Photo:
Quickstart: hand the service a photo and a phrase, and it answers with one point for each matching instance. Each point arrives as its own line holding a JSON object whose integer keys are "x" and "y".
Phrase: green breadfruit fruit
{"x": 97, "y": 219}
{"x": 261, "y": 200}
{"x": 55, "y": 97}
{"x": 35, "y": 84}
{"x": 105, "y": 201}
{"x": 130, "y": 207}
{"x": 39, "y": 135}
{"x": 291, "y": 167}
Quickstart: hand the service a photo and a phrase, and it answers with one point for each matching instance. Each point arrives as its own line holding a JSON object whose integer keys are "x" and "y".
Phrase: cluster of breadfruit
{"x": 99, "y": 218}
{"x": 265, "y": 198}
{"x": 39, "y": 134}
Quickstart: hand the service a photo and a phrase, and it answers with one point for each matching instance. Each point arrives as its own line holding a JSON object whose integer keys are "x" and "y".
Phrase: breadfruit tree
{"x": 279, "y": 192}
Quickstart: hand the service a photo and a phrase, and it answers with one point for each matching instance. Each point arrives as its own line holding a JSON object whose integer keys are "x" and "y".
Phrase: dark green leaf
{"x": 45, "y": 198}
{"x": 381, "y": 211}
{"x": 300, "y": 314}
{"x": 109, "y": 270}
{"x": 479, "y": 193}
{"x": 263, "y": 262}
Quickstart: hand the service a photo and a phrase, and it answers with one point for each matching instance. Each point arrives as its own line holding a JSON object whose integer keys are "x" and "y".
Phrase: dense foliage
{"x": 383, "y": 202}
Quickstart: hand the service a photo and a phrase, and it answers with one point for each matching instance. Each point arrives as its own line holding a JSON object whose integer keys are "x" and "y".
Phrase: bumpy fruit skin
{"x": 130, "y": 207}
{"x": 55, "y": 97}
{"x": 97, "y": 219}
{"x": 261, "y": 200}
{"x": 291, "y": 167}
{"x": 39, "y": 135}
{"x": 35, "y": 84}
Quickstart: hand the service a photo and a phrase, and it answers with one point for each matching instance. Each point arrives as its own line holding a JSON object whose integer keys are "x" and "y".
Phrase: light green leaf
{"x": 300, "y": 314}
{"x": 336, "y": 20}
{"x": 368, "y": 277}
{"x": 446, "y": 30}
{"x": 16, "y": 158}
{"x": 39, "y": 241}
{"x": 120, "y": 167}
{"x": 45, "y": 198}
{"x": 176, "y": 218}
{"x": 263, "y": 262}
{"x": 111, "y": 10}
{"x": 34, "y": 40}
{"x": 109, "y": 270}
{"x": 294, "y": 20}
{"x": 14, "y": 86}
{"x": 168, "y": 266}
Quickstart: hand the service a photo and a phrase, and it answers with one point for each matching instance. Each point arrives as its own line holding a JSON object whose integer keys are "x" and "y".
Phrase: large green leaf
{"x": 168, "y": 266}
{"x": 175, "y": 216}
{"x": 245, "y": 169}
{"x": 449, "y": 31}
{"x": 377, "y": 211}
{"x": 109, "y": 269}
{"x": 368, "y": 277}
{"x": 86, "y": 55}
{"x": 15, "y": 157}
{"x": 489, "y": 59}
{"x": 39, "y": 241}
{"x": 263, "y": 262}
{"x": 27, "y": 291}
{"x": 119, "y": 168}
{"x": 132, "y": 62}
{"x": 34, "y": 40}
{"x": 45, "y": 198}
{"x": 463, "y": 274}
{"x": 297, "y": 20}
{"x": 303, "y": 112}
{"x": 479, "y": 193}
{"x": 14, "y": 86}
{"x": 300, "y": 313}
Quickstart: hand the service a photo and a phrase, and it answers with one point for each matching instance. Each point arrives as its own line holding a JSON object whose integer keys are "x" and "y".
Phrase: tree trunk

◇ ◇ ◇ ◇ ◇ ◇ ◇

What you have to do: What the exercise asks for is the listing above, retyped in full.

Solution to the problem:
Photo:
Quickstart: hand the service a photo and a phrase, and it answers with one point for each matching instance. Each point arrives as its own line holding a JSON object whose integer keys are "x" and "y".
Phrase: green breadfruit fruit
{"x": 97, "y": 219}
{"x": 261, "y": 200}
{"x": 55, "y": 97}
{"x": 35, "y": 84}
{"x": 105, "y": 201}
{"x": 130, "y": 207}
{"x": 39, "y": 135}
{"x": 291, "y": 167}
Quickstart: hand the service a photo and a phrase, and it answers with one point for each matching instance. Each point arrives as its own line holding a JSON object whose integer keys are "x" and "y".
Phrase: cluster of breadfruit
{"x": 99, "y": 218}
{"x": 265, "y": 198}
{"x": 39, "y": 134}
Quickstart: hand the service a photo and a phrase, and it answers with one point for each matching instance. Each point arrives as its own line holding a JSON object whose integer keys are "x" and "y".
Phrase: breadfruit tree
{"x": 279, "y": 192}
Quickstart: hand the service a photo and a phrase, and it answers with one point for each matching instance. Each point arrives as its own line holding a JSON object whose integer keys are "x" and "y".
Phrase: dark green leaf
{"x": 45, "y": 198}
{"x": 381, "y": 211}
{"x": 300, "y": 314}
{"x": 109, "y": 270}
{"x": 479, "y": 193}
{"x": 263, "y": 262}
Quickstart: hand the service a photo and a phrase, and it answers with one point for each matching instance. Each point arrives as its own line holding a JSON object whose integer keys are "x" and "y".
Phrase: dense foliage
{"x": 383, "y": 202}
Quickstart: hand the service a photo and a phrase, and it answers with one point for each matching instance. Each point arrives as its own line holding a JSON object whose integer keys are "x" and "y".
Phrase: bumpy fruit skin
{"x": 130, "y": 207}
{"x": 55, "y": 97}
{"x": 97, "y": 219}
{"x": 261, "y": 200}
{"x": 291, "y": 167}
{"x": 39, "y": 135}
{"x": 35, "y": 84}
Quickstart: hand the service a photo and a phrase, and it answers with one point for each matching instance. Each point arrives as its own line holding a JSON object whose integer keys are "x" and "y".
Phrase: light green leaf
{"x": 300, "y": 314}
{"x": 336, "y": 20}
{"x": 368, "y": 277}
{"x": 446, "y": 30}
{"x": 16, "y": 158}
{"x": 39, "y": 241}
{"x": 120, "y": 167}
{"x": 45, "y": 198}
{"x": 176, "y": 218}
{"x": 263, "y": 262}
{"x": 111, "y": 10}
{"x": 34, "y": 40}
{"x": 109, "y": 270}
{"x": 294, "y": 20}
{"x": 14, "y": 86}
{"x": 168, "y": 266}
Quickstart: hand the service a photo and a phrase, and it answers with one point for each matching instance. Each point arrives as its own line holding a JSON object whose integer keys are "x" and "y".
Phrase: large green leaf
{"x": 168, "y": 266}
{"x": 175, "y": 216}
{"x": 245, "y": 169}
{"x": 449, "y": 31}
{"x": 377, "y": 211}
{"x": 109, "y": 269}
{"x": 368, "y": 277}
{"x": 86, "y": 55}
{"x": 15, "y": 157}
{"x": 489, "y": 59}
{"x": 39, "y": 241}
{"x": 263, "y": 262}
{"x": 27, "y": 291}
{"x": 119, "y": 168}
{"x": 132, "y": 62}
{"x": 34, "y": 40}
{"x": 45, "y": 198}
{"x": 463, "y": 274}
{"x": 297, "y": 20}
{"x": 303, "y": 112}
{"x": 479, "y": 193}
{"x": 14, "y": 86}
{"x": 300, "y": 313}
Quickstart: hand the service a photo and a phrase, and it answers with one point for each matching instance. Each point arrives as its own line holding a JSON object whose integer keys are "x" and "y".
Phrase: tree trunk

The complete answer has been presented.